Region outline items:

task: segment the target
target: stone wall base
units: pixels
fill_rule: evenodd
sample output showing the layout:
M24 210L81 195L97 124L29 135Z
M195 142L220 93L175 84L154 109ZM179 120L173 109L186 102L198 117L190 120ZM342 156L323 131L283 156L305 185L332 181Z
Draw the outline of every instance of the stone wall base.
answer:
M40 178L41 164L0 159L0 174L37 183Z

_The task_. Return every line of the items above unchanged, character for character.

_Result for this task_.
task: segment the target
target: stone wall base
units: pixels
fill_rule: evenodd
sample output showing the layout:
M24 210L81 195L97 124L29 135Z
M195 142L220 93L175 84L154 109ZM179 120L173 109L186 102L198 117L190 120ZM342 156L323 131L283 156L305 185L332 181Z
Draw the outline of every instance of the stone wall base.
answer:
M40 178L41 164L0 159L0 174L37 183Z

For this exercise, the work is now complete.